**STATED PROBLEM:** Copy exactly the lines from the one containing "Expected behaviour: for every instance of the silver" through the last line of the records, both included, and nothing more.

**PROVIDED ENTRIES:**
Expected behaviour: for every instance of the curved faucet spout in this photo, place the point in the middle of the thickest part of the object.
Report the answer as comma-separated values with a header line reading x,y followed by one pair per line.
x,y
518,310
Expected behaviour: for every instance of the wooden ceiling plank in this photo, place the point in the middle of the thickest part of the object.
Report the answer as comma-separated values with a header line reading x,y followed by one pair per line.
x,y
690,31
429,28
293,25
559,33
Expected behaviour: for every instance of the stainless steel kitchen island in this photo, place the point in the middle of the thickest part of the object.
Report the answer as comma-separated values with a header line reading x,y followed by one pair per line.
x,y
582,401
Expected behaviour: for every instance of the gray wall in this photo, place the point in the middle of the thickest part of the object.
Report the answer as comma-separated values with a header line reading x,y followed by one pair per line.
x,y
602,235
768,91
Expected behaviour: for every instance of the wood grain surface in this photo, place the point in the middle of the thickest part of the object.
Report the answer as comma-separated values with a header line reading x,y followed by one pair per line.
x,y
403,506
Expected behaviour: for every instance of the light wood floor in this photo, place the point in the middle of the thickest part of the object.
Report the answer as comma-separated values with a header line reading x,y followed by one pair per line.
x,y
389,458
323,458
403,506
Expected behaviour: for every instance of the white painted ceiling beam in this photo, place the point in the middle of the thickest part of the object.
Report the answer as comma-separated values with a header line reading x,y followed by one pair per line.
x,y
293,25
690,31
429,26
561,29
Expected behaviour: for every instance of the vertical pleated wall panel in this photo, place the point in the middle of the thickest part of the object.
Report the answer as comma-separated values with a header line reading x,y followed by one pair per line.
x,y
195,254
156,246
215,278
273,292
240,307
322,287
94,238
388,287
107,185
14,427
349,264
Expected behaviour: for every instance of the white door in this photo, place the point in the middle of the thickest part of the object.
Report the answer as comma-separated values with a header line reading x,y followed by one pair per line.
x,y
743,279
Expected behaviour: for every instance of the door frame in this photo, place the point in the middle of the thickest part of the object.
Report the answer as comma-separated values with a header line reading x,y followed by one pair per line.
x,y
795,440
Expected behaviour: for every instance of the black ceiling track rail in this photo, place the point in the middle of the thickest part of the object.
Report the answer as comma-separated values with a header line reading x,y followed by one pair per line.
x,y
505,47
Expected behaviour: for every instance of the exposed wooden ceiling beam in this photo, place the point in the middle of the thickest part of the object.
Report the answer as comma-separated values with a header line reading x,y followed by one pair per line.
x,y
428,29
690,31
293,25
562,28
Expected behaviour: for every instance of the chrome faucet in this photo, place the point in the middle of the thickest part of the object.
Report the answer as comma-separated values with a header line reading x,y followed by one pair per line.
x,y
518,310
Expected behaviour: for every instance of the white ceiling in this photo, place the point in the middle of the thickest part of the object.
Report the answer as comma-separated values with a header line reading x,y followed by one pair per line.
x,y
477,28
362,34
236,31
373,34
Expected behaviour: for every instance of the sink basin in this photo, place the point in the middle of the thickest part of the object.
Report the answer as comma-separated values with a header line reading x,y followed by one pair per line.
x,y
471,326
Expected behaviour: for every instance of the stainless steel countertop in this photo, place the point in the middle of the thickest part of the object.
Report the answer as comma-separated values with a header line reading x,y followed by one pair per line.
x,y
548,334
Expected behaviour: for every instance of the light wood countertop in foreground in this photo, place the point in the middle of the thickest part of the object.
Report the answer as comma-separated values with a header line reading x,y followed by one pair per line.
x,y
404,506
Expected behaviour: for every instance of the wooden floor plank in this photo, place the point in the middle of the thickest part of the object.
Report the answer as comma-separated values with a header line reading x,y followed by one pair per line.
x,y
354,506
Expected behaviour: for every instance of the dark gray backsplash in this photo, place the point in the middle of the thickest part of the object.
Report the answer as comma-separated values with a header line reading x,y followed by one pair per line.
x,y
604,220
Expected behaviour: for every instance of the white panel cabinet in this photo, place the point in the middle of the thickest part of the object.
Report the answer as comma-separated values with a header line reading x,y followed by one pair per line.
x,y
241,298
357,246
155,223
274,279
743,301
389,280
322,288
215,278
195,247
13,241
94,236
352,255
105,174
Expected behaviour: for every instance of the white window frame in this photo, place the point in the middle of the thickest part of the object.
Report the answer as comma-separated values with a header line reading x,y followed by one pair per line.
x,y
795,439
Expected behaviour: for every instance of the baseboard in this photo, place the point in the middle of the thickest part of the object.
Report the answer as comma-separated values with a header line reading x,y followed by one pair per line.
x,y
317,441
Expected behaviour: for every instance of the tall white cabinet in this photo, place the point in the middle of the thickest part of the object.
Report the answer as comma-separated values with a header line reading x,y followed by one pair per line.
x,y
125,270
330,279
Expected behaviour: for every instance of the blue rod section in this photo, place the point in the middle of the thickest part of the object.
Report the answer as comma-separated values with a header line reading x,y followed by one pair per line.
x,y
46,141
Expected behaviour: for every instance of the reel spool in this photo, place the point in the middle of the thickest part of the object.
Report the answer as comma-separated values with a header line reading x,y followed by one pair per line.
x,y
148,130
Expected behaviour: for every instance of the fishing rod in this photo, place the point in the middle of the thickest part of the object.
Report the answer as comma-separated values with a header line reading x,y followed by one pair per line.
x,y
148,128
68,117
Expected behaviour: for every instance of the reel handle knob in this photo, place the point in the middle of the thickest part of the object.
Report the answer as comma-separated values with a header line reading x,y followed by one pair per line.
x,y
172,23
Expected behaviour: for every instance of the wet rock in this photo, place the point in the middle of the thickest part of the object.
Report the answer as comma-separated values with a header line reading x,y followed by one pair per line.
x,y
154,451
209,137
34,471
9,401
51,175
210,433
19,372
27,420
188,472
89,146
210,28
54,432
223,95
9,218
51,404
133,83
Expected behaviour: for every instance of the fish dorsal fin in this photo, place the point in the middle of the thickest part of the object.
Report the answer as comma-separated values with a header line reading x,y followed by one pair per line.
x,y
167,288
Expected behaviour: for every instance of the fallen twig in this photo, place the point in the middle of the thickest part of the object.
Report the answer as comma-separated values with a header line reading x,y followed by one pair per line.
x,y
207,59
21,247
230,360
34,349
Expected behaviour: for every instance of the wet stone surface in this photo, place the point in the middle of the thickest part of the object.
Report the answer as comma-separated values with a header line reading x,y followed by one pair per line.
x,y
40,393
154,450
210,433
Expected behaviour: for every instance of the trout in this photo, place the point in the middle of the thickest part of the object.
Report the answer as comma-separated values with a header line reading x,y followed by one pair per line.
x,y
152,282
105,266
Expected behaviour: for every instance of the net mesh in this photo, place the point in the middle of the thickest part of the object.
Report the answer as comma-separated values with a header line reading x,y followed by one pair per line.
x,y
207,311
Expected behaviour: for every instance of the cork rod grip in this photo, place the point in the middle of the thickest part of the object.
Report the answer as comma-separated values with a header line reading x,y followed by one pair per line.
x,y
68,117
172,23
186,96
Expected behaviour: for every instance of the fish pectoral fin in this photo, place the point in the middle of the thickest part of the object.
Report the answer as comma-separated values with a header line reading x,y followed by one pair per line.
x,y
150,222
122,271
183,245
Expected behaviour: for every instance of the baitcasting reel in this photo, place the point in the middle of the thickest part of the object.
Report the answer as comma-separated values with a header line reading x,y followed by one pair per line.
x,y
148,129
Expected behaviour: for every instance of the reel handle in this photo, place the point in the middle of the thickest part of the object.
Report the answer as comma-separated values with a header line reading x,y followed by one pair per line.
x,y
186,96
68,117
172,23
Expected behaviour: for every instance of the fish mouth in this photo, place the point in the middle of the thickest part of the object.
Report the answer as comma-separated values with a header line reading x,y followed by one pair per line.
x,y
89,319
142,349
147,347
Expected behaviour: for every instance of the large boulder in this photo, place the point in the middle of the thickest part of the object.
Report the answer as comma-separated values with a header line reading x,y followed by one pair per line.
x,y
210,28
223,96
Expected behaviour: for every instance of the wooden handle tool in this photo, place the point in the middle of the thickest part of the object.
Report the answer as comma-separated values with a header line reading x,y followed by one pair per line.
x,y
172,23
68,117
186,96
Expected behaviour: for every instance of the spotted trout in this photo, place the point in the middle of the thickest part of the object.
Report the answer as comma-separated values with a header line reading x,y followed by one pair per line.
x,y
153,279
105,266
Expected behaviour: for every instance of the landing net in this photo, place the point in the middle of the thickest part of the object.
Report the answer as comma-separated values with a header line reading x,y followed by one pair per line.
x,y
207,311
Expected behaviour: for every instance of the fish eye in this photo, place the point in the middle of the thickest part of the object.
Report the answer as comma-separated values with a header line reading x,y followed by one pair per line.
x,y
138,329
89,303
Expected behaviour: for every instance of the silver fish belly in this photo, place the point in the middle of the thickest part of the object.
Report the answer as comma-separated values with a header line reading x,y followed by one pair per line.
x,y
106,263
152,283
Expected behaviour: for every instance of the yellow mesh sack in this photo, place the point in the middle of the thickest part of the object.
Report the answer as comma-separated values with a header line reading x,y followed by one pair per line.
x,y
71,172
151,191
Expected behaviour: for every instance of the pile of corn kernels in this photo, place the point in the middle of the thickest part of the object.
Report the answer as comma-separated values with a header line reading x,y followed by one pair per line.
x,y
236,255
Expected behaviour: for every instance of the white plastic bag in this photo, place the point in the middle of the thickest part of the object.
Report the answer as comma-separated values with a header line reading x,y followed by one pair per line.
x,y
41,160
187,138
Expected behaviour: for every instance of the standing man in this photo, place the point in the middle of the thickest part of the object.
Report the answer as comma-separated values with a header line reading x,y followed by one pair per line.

**EXERCISE ANSWER:**
Expected behaviour: for every instance of the silver fish belly in this photo, place the point in the middle of the thickest part of the object.
Report the answer as comma-separated values with a header line reading x,y followed by one pair per line.
x,y
106,263
152,283
Expected behaviour: for every instance of the yellow mesh sack in this photo, place the point in the middle of the thickest part of the object.
Report the answer as comma-separated values with a header line reading x,y followed by one pair per line.
x,y
71,172
151,191
Expected behaviour: for every instance of the pile of corn kernels in this photo, place the point in the middle of the thickest part of the object.
Report the answer as comma-separated values with a header line reading x,y followed by one pair per line.
x,y
236,255
Expected behaviour: for every instance of the white plastic bag in this photo, place the point in the middle of the thickest part of the object.
Report the answer as comma-separated values with a header line reading x,y followed by one pair per line.
x,y
41,160
187,138
Expected behaviour: for every instance of the standing man in this photo, place the point in the middle of the thickest part of the object.
Report the answer as comma-separated values with a header line reading x,y followed by one pair per line.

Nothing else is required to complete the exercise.